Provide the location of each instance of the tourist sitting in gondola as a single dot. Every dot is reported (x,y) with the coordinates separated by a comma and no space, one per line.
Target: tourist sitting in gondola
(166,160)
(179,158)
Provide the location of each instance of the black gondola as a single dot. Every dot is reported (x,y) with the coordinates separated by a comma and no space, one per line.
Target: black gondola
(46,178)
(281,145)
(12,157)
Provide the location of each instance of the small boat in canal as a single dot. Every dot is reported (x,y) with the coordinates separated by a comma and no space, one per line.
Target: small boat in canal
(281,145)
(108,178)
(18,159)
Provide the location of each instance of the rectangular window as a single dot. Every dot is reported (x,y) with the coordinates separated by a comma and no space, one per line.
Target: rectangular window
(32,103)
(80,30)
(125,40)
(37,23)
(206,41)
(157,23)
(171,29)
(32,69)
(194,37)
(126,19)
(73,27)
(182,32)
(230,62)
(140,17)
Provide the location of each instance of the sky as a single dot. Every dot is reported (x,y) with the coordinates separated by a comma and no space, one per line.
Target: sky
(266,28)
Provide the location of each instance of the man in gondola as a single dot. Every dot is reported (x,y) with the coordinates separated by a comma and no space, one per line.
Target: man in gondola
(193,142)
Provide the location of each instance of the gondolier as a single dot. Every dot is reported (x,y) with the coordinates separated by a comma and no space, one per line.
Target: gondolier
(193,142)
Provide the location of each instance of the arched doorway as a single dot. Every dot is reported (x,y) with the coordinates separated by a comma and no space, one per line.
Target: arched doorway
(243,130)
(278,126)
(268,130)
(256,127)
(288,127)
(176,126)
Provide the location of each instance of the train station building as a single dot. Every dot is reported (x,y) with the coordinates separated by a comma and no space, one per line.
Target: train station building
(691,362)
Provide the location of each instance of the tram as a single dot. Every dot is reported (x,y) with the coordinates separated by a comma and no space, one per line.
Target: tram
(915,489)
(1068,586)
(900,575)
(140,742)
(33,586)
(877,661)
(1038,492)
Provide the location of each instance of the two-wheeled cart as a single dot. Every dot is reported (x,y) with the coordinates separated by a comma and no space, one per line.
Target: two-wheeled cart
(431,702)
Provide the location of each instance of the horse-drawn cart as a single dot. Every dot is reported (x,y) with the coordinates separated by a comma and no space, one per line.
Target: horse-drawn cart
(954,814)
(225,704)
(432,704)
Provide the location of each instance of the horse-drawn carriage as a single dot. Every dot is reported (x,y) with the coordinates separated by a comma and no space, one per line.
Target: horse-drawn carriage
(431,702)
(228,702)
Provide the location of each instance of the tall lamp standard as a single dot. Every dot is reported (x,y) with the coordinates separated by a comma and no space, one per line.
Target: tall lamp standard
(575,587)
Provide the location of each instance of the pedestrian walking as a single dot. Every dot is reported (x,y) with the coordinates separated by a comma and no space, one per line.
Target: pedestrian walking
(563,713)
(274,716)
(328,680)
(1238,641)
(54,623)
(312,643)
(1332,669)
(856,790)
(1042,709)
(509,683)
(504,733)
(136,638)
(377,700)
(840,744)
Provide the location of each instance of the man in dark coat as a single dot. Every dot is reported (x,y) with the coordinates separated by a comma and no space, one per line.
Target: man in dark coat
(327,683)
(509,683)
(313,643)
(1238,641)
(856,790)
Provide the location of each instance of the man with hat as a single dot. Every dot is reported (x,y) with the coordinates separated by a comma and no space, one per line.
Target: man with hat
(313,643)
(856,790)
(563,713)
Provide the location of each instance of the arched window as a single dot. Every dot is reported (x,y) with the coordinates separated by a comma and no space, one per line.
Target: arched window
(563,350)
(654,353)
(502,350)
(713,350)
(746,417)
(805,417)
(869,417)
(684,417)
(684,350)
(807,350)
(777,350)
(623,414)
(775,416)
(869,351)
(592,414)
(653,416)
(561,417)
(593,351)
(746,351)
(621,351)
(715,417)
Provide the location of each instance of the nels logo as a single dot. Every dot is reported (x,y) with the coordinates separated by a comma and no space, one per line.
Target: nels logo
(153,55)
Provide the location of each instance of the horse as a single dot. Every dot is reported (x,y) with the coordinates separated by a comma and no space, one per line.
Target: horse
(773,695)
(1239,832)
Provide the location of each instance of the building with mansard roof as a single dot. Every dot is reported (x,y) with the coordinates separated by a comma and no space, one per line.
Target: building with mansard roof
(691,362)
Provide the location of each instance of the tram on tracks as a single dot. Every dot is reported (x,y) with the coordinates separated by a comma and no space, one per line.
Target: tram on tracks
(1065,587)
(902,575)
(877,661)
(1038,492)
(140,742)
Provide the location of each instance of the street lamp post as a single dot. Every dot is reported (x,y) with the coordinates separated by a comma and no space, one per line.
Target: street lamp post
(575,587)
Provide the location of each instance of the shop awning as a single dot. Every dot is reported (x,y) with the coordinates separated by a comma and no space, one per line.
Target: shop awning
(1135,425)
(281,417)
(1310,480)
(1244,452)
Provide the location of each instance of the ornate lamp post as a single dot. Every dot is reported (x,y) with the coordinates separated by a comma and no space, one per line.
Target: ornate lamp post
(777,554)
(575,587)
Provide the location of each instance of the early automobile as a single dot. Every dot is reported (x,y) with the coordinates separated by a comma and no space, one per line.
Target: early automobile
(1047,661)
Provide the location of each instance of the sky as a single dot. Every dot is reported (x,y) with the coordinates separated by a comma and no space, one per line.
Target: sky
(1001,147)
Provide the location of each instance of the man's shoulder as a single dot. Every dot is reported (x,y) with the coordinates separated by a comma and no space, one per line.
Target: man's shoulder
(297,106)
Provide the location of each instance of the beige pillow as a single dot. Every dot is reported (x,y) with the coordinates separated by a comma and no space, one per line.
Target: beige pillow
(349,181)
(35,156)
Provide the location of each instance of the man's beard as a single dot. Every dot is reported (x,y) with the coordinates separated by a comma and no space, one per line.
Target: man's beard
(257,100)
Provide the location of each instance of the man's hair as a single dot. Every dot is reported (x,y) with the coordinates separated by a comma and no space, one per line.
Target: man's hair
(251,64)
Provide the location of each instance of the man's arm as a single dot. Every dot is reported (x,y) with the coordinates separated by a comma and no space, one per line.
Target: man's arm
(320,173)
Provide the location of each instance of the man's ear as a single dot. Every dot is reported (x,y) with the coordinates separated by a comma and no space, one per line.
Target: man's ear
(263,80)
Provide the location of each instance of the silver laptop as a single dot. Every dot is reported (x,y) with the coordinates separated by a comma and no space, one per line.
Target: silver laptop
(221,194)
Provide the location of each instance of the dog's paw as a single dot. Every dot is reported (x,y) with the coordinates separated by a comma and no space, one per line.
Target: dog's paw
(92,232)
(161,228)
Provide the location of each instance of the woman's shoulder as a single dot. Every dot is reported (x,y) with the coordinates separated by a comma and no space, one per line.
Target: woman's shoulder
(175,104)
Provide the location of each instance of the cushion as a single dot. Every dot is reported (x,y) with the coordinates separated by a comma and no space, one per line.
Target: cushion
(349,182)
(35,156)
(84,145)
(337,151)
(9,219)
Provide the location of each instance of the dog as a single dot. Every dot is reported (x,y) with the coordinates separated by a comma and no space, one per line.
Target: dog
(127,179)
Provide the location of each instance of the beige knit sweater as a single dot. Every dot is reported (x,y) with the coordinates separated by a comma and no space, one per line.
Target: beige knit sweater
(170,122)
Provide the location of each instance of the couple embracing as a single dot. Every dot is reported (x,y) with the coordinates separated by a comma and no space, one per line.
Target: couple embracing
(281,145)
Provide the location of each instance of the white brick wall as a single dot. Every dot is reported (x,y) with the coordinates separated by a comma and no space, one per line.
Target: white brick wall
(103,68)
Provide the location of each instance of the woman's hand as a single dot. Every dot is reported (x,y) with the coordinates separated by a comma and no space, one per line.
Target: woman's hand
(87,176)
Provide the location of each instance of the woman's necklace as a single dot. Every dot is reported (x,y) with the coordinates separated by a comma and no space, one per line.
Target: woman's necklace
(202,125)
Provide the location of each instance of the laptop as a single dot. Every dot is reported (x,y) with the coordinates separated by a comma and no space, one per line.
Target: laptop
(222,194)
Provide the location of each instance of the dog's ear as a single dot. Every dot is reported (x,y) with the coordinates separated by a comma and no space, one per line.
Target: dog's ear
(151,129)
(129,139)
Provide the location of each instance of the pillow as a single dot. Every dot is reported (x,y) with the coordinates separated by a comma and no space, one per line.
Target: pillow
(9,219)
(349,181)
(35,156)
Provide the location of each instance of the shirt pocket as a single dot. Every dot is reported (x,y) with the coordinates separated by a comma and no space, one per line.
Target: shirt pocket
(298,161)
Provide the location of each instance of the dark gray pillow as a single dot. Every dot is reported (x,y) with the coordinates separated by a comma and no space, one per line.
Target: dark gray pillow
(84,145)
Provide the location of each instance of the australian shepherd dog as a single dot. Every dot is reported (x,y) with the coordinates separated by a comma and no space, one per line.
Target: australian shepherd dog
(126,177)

> [The task]:
Start at the first line of the entries and stop at the line with "Provide the location of each instance of the black". Retype each of those lines exactly, both ends included.

> [Answer below]:
Provide the location of each instance of the tourist sitting in gondola as a single dot. Every dot is reported (x,y) with the coordinates separated by a comma and no space, one per line.
Target: tourist sitting in gondola
(166,160)
(179,158)
Provide the location of each instance of the black gondola as a single dot. Every dot is reported (x,y) with the coordinates separated by a comma and no space, one per line.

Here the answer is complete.